**** Exercise material ****

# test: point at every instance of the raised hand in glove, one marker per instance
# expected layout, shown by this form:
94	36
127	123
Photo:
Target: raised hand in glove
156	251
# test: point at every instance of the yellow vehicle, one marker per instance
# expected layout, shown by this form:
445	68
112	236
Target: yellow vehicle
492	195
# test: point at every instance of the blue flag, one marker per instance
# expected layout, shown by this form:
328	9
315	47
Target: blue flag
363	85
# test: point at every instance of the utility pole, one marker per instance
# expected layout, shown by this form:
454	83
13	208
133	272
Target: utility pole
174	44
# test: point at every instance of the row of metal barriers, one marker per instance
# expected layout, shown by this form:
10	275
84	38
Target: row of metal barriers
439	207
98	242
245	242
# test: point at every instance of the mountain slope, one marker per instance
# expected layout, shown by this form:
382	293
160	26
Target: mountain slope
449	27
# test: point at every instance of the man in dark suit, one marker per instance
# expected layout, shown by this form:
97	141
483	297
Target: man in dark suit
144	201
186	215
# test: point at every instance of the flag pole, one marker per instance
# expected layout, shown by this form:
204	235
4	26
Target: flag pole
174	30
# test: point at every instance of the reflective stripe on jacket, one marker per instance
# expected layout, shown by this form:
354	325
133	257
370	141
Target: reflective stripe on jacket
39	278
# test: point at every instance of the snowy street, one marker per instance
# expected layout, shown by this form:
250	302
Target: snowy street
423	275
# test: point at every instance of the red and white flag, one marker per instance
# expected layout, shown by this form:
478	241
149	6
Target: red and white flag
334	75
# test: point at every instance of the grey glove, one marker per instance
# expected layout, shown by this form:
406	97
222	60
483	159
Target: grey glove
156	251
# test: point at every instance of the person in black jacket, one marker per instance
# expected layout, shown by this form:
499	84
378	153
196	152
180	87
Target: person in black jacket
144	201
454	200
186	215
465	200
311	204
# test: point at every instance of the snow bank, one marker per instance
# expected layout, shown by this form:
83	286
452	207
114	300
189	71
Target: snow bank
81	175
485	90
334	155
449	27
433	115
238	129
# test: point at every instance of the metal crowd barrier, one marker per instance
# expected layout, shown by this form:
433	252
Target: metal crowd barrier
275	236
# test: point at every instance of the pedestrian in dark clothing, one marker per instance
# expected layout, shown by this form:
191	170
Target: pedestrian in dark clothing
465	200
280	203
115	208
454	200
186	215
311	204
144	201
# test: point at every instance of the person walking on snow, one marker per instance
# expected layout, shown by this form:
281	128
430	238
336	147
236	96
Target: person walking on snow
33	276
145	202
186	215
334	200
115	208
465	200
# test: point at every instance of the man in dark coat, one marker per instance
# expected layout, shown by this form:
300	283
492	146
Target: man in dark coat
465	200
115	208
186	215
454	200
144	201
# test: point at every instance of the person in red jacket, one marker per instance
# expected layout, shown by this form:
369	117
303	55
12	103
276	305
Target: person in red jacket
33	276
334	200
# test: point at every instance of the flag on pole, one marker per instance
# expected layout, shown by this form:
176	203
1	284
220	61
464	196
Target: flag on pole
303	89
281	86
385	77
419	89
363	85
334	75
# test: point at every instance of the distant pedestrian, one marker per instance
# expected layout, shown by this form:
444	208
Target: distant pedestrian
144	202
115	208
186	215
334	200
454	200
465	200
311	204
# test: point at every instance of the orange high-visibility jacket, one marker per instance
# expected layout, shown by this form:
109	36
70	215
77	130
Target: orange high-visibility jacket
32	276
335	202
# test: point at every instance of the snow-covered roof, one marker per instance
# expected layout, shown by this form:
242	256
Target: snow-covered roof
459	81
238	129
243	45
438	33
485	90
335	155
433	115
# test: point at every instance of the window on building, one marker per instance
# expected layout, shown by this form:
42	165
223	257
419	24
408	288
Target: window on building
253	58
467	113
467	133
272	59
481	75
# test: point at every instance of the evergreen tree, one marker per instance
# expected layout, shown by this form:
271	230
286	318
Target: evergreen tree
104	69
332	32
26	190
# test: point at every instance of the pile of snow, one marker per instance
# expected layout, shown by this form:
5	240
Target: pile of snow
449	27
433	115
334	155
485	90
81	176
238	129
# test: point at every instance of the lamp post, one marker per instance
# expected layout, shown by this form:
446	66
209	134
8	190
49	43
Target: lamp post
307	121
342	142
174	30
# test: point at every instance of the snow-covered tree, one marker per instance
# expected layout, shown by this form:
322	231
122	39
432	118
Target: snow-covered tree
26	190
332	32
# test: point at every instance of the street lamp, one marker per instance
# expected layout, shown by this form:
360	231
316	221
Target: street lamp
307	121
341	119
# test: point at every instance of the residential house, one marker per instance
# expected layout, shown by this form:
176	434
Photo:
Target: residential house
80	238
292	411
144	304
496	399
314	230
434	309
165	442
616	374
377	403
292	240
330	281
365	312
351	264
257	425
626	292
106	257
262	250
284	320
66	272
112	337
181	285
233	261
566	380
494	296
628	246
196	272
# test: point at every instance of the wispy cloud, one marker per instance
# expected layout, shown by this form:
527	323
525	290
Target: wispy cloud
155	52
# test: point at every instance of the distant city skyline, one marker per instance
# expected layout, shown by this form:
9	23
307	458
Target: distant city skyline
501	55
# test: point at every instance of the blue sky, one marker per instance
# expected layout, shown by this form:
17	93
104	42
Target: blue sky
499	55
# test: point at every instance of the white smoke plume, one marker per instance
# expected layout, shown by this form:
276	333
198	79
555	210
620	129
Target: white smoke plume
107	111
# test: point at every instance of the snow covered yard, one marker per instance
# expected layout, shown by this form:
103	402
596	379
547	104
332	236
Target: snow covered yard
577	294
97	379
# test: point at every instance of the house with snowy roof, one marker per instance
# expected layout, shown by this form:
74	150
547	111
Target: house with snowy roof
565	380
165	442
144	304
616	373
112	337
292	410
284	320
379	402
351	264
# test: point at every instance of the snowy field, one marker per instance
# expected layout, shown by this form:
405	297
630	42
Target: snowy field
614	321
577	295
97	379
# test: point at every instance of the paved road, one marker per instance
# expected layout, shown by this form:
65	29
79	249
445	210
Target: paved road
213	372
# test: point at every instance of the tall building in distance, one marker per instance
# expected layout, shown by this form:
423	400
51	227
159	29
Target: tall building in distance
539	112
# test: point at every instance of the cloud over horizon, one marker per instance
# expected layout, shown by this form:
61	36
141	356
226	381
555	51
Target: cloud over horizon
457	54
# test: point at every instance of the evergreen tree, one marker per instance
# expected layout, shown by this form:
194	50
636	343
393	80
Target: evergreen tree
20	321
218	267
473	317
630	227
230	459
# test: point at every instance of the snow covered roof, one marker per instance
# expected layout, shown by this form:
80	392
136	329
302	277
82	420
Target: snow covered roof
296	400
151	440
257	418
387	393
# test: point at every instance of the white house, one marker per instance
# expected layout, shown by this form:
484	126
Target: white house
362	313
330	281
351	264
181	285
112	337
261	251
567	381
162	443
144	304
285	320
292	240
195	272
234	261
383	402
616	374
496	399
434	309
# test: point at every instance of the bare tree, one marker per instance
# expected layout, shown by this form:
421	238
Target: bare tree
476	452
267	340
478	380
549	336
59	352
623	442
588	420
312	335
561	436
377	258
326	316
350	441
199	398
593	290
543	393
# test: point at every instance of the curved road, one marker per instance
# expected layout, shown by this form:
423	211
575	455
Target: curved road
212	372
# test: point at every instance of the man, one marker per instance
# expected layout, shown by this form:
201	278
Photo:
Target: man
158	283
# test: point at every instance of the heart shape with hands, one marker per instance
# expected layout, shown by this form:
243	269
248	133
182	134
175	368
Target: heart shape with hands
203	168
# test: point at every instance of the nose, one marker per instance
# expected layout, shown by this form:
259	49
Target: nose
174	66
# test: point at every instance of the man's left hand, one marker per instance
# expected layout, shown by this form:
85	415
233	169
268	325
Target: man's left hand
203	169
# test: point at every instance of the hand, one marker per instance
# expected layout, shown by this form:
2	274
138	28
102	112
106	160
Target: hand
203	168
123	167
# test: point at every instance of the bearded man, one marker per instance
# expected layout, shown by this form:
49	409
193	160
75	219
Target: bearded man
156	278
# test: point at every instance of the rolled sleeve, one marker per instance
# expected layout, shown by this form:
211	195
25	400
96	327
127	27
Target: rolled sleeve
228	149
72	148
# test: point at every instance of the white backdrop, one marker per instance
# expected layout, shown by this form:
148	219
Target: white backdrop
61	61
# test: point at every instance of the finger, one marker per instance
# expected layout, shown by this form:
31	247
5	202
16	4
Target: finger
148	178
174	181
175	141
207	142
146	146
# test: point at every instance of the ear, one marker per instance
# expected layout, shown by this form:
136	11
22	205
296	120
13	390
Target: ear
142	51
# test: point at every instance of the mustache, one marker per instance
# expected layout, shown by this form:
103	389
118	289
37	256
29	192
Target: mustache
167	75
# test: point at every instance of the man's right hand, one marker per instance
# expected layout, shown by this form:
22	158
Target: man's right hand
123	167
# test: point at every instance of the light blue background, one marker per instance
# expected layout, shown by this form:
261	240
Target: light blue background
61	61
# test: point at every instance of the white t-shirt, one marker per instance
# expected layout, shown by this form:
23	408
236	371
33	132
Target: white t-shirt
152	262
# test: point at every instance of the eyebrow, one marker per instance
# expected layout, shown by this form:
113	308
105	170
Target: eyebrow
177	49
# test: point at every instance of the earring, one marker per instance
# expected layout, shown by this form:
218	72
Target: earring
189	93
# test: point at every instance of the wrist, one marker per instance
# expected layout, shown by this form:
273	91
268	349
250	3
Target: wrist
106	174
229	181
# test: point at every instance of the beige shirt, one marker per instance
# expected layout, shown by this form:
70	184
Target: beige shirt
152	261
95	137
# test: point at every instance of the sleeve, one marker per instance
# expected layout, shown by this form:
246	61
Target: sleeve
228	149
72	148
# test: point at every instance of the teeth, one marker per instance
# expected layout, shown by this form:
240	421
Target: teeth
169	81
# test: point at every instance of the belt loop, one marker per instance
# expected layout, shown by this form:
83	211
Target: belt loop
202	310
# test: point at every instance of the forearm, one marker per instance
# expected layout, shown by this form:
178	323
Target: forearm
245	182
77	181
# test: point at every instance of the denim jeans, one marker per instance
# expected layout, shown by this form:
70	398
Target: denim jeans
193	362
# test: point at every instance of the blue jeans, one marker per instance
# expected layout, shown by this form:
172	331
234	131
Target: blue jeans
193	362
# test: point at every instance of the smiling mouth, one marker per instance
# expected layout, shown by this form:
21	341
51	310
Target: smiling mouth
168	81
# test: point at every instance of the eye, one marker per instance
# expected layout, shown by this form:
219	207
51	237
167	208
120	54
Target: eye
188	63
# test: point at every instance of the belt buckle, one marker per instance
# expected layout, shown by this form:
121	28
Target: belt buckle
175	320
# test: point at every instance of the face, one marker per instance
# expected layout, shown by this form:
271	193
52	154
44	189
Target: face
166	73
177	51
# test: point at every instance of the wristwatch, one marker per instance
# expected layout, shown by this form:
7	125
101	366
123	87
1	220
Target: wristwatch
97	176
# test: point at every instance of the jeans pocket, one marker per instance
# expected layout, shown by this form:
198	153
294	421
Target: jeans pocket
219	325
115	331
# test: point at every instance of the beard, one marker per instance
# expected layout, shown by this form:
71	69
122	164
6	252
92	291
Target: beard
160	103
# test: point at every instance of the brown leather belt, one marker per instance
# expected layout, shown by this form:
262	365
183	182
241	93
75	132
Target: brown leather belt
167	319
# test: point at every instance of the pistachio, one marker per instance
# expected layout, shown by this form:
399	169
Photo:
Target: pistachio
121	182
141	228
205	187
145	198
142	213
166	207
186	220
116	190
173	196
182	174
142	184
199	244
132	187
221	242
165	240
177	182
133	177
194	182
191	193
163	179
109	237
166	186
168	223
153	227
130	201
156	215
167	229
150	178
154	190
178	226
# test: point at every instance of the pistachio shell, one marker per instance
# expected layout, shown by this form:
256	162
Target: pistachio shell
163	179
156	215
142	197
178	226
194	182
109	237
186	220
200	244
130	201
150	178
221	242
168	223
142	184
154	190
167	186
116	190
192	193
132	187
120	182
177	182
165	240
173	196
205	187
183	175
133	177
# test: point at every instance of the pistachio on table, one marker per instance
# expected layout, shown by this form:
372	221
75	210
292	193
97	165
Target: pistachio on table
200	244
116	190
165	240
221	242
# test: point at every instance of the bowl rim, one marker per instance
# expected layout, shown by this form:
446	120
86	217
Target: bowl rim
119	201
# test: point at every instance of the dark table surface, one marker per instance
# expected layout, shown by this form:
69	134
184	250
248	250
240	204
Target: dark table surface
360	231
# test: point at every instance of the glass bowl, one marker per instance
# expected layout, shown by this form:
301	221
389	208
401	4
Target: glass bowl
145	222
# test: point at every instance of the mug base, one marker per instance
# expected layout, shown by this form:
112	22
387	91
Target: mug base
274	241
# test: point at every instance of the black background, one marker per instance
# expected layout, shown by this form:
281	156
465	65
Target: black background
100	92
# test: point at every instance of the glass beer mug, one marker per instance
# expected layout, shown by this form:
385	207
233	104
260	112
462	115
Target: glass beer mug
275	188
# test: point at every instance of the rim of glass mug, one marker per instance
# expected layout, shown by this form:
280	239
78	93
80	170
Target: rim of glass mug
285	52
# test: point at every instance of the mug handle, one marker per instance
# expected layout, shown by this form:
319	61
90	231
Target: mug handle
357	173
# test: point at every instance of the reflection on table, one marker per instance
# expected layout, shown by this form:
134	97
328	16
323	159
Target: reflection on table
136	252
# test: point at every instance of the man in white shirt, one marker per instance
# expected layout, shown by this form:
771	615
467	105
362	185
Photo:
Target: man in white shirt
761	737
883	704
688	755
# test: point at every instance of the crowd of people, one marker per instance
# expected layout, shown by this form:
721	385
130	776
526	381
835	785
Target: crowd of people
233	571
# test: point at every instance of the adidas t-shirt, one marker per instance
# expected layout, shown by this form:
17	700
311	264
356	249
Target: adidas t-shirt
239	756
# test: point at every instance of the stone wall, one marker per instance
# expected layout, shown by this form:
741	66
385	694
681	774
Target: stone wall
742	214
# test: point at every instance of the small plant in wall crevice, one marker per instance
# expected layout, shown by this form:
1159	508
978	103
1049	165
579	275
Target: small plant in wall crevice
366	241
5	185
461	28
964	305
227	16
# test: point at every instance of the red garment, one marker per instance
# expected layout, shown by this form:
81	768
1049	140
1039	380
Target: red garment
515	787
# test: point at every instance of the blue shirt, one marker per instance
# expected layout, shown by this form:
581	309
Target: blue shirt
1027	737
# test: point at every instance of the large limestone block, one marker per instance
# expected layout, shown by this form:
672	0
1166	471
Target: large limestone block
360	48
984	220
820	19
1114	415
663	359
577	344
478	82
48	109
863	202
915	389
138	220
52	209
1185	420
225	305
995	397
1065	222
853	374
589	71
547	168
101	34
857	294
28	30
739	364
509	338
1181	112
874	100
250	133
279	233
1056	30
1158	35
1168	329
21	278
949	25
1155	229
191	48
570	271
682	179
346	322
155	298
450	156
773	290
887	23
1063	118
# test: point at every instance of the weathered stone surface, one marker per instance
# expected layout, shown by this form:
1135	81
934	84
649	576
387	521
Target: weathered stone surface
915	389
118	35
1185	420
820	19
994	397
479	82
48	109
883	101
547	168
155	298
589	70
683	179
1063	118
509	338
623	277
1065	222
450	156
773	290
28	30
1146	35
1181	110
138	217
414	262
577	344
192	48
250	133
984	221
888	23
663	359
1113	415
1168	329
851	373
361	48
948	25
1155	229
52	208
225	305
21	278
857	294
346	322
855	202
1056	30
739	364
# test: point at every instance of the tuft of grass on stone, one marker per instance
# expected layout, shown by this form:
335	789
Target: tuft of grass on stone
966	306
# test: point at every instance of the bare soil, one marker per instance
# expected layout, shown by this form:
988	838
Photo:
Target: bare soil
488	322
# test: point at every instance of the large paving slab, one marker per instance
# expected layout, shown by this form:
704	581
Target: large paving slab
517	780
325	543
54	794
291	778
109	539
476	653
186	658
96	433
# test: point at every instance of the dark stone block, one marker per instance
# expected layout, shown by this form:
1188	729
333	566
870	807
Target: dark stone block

****

In the entries above, restate word for word the lines between the one holding "# test: point at every instance of the rim" and the one holding "# test: point at every instance of the adidas", inclusive, and nothing besides.

# test: point at every instance of the rim of glass mug, one marker per instance
# expected layout, shown by this form:
280	239
78	93
80	170
Target: rim of glass mug
285	52
# test: point at every instance of the mug handle, one marker per instance
# expected layout, shown by this form:
319	61
90	231
Target: mug handle
357	173
# test: point at every instance of the reflection on table, one marker per instance
# expected layout, shown by this form:
134	97
328	16
323	159
Target: reflection on table
136	252
# test: point at every instance of the man in white shirt, one marker per instance
# expected layout, shown by this form:
771	615
467	105
362	185
Photo:
Target: man in white shirt
761	737
883	704
688	755
# test: point at every instance of the crowd of people, one marker per instance
# expected layout, shown by this form:
721	385
130	776
526	381
835	785
Target: crowd of people
233	571
# test: point at every instance of the adidas t-shirt, one marker per instance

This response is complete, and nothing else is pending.